◆ **Description of the task**: Below is a set of entries. Reproduce exactly the lines from the one containing "Please pin the orange" through the end, both included.

--------------------

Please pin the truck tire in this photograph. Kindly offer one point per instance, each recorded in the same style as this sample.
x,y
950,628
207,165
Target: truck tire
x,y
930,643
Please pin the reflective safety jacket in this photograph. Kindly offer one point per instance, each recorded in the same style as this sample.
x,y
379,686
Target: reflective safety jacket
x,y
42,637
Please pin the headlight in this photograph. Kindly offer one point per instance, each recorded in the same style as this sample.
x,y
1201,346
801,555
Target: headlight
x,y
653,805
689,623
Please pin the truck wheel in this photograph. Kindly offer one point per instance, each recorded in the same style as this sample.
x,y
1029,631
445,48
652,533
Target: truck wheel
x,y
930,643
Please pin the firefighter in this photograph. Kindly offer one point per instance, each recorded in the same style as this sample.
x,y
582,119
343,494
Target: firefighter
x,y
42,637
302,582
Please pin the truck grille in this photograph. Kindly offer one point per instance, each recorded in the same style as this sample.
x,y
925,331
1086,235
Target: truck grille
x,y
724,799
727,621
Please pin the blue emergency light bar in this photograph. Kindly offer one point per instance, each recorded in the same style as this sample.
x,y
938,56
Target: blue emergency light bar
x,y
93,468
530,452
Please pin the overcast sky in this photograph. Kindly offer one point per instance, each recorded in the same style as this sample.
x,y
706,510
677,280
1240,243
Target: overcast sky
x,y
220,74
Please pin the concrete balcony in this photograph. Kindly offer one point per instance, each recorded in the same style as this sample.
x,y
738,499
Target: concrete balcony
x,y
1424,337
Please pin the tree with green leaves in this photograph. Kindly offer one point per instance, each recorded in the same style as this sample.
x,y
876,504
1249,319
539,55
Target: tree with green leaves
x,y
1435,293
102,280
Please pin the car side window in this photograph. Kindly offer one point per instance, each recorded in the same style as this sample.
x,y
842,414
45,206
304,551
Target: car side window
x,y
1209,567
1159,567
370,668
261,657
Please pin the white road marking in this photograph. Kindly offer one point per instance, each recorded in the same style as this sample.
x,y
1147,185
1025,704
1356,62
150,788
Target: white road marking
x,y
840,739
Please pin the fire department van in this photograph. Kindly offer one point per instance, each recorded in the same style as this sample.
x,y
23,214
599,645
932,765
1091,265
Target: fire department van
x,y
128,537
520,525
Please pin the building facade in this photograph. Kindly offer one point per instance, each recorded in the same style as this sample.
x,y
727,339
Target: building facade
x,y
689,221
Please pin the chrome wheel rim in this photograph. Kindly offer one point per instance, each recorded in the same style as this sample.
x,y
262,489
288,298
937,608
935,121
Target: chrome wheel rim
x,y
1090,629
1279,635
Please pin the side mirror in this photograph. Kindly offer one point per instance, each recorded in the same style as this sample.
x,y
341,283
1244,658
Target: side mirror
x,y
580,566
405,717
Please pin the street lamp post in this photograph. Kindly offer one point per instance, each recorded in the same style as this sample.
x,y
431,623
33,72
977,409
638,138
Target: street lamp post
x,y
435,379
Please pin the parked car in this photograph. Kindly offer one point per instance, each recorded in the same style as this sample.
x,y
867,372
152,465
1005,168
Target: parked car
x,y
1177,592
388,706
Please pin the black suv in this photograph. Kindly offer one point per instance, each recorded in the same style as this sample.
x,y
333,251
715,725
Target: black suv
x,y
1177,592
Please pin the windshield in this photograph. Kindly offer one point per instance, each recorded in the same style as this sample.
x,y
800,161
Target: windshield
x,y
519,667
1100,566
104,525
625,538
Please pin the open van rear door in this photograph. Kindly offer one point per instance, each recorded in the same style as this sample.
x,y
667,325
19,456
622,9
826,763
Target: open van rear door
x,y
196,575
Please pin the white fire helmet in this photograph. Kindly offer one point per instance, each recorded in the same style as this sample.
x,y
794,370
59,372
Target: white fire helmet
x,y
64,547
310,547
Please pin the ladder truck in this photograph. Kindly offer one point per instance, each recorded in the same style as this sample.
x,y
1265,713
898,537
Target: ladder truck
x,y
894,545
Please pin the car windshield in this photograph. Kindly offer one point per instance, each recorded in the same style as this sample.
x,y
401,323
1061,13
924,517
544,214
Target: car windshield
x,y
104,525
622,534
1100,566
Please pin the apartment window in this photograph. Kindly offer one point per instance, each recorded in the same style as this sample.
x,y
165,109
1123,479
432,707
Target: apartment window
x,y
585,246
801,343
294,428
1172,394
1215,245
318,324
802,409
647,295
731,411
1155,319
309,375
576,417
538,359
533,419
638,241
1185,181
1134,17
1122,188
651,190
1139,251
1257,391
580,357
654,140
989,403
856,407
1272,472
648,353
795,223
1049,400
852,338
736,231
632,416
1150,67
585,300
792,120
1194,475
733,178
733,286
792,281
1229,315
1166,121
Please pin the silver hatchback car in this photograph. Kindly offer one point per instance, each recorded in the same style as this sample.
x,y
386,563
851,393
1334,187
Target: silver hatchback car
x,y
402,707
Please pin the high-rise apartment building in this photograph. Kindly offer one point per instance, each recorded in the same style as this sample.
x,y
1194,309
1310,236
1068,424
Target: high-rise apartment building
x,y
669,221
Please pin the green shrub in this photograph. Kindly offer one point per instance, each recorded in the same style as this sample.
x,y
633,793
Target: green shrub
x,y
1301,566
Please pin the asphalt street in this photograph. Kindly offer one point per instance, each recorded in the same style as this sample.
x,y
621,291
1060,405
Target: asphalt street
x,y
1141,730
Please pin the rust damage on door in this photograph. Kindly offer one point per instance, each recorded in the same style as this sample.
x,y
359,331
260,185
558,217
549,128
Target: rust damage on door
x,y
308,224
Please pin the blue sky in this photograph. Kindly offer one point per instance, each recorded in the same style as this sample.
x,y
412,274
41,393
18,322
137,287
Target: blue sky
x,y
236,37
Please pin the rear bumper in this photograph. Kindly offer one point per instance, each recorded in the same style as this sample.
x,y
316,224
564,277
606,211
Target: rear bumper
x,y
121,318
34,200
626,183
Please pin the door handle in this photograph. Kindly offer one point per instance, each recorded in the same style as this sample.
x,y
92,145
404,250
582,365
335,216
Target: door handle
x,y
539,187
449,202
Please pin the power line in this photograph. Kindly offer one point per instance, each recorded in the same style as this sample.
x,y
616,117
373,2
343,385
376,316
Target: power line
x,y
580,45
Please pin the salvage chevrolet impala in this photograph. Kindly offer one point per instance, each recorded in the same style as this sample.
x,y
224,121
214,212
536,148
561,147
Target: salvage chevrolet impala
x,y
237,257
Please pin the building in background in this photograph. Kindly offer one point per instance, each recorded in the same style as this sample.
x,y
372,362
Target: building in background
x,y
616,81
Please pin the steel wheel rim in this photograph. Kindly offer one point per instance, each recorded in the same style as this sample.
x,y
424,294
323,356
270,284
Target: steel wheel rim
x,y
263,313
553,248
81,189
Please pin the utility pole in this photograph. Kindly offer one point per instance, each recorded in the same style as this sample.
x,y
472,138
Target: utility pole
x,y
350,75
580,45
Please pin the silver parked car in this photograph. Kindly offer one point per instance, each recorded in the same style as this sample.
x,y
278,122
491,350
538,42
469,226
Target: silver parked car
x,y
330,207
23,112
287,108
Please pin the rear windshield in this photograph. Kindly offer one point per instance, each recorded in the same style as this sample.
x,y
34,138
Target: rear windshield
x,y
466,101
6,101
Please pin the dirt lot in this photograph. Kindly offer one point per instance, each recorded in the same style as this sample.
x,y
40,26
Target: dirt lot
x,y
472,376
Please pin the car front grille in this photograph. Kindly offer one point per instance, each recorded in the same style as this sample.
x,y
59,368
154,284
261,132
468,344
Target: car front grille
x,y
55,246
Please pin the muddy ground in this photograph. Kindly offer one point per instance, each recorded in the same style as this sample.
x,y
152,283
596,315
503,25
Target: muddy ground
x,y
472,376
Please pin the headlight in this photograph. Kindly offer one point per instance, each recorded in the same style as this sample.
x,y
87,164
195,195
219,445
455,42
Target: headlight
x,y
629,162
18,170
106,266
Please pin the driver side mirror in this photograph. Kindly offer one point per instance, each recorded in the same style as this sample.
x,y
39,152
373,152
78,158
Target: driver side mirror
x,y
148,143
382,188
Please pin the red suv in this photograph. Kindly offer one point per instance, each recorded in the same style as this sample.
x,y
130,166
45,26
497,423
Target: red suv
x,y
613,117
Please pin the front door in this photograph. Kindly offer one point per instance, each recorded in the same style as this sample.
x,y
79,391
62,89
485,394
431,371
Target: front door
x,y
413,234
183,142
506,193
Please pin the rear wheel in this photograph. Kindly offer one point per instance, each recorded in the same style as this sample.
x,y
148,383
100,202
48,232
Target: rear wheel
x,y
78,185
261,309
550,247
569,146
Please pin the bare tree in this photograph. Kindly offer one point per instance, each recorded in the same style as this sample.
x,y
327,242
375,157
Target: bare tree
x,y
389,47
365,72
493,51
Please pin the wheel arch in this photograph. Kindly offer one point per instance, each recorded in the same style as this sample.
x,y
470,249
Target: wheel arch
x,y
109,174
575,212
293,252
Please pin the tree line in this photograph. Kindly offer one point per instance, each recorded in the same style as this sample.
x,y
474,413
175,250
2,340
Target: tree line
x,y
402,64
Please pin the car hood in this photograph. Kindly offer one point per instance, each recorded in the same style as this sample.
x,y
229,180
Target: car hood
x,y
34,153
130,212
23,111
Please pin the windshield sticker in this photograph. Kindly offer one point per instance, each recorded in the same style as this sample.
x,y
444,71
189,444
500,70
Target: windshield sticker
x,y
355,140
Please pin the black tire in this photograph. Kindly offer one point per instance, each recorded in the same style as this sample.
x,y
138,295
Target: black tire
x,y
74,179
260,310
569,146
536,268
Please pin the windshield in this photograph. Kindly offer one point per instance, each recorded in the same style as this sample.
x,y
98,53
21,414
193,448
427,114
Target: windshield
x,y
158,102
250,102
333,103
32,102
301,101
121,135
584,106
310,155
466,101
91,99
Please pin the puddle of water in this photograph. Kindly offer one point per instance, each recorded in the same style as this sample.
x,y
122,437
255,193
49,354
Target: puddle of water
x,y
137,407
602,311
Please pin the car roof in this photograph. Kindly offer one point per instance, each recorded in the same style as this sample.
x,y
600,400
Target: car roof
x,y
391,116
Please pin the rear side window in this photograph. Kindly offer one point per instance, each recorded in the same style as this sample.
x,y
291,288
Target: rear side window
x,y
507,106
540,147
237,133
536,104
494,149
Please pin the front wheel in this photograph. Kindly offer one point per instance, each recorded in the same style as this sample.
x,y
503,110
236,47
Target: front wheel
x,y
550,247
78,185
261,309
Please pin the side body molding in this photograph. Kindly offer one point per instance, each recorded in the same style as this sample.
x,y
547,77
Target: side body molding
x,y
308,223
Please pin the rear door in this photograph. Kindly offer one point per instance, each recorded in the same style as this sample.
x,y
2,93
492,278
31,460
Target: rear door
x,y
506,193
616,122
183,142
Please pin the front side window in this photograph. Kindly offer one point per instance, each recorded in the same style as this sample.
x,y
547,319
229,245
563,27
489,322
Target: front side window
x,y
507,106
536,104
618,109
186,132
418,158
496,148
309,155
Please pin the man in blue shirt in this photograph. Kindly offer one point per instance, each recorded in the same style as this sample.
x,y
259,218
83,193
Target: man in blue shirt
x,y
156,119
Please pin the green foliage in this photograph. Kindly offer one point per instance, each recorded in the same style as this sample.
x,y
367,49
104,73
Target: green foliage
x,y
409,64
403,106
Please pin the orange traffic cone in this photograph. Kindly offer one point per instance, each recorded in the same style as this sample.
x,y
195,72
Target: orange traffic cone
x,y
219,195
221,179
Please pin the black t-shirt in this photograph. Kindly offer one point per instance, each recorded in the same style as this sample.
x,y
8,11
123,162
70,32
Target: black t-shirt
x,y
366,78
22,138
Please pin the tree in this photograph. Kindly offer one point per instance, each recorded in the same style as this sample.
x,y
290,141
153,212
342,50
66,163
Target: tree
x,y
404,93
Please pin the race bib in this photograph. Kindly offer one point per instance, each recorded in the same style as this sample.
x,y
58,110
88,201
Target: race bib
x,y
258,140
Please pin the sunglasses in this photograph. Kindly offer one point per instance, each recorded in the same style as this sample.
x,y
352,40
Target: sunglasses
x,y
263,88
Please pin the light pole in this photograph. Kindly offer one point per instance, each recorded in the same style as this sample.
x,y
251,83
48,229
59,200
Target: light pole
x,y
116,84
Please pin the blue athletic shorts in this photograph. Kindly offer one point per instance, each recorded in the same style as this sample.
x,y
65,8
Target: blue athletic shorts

--------------------

◆ **Task result**:
Please pin the orange traffic cone in this photograph. Kindly offer one point per instance, each recorded in the same style as this sample.
x,y
195,72
Target: orange traffic cone
x,y
219,195
221,179
Please pin the black t-shirt in this photograph. Kindly offer one point per instance, each recorded in the same style as this sample.
x,y
8,11
123,162
70,32
Target: black t-shirt
x,y
366,78
22,138
Please pin the tree in this photograph. Kindly offer one point per instance, each recorded in the same style as this sample.
x,y
290,141
153,212
342,50
66,163
Target: tree
x,y
404,93
Please pin the race bib in this photograph. Kindly offer one point per instance, each recorded in the same style as this sample.
x,y
58,110
88,201
Target: race bib
x,y
258,140
Please pin the sunglasses in this photograph. Kindly offer one point per instance, each recorded in the same style as this sample.
x,y
352,40
Target: sunglasses
x,y
263,88
Please pin the light pole in this photograph. Kindly offer one point per instance, each recorded in the same style as this sample.
x,y
251,83
48,229
59,200
Target: light pole
x,y
116,84
Please pin the blue athletic shorts in this photograph. Kindly offer one point per instance, each recorded in the same style as this sample.
x,y
65,8
Target: blue athletic shorts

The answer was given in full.